À ce moment, le projet de la création à Zürich, par les amis de Bakounine, d’une imprimerie russe, projet qui datait de l’automne précédent, était en train de se réaliser[2] ; on se proposait d’imprimer là divers ouvrages de propagande ; Bakounine avait promis d’en écrire un, et je devais aussi être mis à contribution. Il venait en outre de se fonder à Zürich une autre imprimerie russe, qui servit, celle-là, à la publication de la revue de Lavrof, Vpered (En avant), dont le premier numéro parut en avril 1873.

Consignes ::
#1 Recopiez le passage sur les imprimeries russes de Zürich, en commençant par « À ce moment, le » et en allant jusqu'à « en avril 1873. », et changez « imprimerie » en « typographie ».
#2 Relevez, dans l'ordre, tous les verbes à l'infinitif du passage sur les imprimeries russes de Zürich.

Données affichées ::
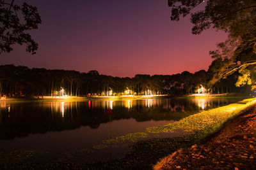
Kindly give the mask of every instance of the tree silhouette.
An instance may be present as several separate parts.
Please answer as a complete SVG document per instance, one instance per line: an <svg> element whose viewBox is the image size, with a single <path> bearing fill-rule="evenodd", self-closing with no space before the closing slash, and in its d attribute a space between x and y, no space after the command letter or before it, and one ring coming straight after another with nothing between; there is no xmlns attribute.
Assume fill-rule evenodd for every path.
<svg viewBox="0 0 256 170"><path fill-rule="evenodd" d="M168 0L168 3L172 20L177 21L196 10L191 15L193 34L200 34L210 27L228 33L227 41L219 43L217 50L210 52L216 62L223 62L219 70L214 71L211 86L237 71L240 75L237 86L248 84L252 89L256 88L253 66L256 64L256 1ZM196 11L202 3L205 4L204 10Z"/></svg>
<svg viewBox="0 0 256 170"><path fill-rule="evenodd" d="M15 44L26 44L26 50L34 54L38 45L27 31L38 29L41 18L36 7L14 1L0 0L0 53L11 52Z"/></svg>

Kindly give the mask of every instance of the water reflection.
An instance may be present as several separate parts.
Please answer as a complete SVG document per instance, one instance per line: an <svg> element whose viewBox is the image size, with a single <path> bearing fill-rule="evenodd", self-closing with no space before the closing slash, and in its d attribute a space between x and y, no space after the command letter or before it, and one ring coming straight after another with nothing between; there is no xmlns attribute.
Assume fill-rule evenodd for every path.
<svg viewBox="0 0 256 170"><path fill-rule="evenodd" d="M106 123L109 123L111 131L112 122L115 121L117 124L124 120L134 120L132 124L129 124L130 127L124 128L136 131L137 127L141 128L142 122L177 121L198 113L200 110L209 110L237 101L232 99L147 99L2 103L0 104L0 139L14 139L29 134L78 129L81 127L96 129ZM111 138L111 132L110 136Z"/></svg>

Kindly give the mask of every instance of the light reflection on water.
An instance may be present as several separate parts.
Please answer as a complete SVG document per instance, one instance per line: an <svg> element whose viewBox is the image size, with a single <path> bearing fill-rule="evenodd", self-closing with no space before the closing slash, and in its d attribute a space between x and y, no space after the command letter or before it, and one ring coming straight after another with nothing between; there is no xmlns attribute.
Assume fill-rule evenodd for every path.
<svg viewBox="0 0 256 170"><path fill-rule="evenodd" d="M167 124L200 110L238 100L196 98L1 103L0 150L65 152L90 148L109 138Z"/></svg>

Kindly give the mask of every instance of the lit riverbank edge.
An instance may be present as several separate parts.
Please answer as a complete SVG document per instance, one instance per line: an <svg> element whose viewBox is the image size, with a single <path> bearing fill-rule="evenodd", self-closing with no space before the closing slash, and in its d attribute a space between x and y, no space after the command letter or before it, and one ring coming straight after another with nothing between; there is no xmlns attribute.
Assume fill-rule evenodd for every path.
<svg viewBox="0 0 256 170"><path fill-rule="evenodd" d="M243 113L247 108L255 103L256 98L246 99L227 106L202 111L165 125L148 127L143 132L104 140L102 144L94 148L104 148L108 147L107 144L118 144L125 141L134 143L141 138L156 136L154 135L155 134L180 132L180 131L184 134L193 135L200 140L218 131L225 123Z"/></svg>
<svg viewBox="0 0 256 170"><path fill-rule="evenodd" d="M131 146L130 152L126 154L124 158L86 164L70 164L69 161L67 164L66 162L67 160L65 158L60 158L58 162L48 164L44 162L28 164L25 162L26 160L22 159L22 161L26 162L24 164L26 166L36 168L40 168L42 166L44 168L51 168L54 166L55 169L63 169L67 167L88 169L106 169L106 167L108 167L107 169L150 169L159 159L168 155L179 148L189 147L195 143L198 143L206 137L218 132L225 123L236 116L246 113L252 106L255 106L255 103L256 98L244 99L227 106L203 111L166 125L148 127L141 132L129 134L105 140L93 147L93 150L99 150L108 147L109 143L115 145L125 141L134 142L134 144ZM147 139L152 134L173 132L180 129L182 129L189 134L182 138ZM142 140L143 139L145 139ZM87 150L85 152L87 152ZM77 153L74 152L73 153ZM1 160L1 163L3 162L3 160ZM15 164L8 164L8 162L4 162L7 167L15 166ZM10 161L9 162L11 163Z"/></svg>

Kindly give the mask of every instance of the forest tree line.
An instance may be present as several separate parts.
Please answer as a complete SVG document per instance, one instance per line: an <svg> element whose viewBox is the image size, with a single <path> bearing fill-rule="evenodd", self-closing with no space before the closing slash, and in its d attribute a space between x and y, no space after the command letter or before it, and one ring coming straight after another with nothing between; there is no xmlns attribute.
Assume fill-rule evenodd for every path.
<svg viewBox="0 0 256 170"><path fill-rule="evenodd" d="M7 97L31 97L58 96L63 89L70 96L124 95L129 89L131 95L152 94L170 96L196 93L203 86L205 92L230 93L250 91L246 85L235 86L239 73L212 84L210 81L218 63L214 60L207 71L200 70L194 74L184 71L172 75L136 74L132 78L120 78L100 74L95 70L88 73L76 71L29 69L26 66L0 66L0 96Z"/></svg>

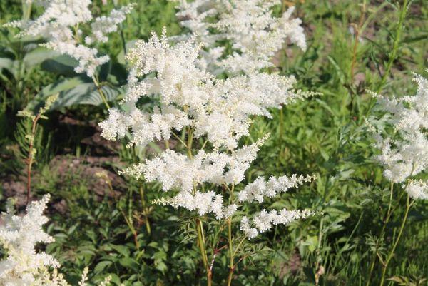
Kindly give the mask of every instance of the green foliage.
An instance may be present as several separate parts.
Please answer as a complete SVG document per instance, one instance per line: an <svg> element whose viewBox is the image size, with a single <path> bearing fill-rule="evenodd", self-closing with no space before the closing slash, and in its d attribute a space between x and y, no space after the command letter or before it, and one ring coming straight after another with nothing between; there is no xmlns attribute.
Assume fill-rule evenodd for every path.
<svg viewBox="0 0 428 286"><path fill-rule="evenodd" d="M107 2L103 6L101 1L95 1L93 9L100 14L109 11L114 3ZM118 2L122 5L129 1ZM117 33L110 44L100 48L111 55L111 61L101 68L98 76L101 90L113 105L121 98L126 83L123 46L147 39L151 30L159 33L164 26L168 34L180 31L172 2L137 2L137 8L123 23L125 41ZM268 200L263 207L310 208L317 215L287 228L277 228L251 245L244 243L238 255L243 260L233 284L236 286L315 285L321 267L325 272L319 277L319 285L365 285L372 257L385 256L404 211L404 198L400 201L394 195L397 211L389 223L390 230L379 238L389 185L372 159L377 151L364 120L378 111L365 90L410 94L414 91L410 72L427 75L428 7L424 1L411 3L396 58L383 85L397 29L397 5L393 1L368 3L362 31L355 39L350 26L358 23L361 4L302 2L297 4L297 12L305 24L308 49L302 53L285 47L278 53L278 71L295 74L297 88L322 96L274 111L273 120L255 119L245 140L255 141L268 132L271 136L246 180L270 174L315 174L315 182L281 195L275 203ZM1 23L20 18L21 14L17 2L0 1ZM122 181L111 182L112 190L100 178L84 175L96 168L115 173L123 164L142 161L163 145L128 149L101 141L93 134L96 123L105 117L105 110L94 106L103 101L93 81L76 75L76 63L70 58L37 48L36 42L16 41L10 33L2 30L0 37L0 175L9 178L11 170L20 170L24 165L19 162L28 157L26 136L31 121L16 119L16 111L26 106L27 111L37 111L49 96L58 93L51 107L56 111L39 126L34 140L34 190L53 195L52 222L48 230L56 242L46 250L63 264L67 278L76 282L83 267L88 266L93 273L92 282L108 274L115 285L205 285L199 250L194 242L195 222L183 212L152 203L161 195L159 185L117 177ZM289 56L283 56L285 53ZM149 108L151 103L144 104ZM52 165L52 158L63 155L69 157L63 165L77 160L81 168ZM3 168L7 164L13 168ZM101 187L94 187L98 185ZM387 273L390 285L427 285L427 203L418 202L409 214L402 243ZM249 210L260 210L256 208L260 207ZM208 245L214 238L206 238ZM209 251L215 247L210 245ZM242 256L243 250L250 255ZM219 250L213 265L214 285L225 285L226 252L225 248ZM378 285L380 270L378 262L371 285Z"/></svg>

Réponses attendues ::
#1
À ce moment, le projet de la création à Zürich, par les amis de Bakounine, d’une typographie russe, projet qui datait de l’automne précédent, était en train de se réaliser[2] ; on se proposait d’imprimer là divers ouvrages de propagande ; Bakounine avait promis d’en écrire un, et je devais aussi être mis à contribution. Il venait en outre de se fonder à Zürich une autre typographie russe, qui servit, celle-là, à la publication de la revue de Lavrof, Vpered (En avant), dont le premier numéro parut en avril 1873.

#2 se réaliser, imprimer, écrire, être, se fonder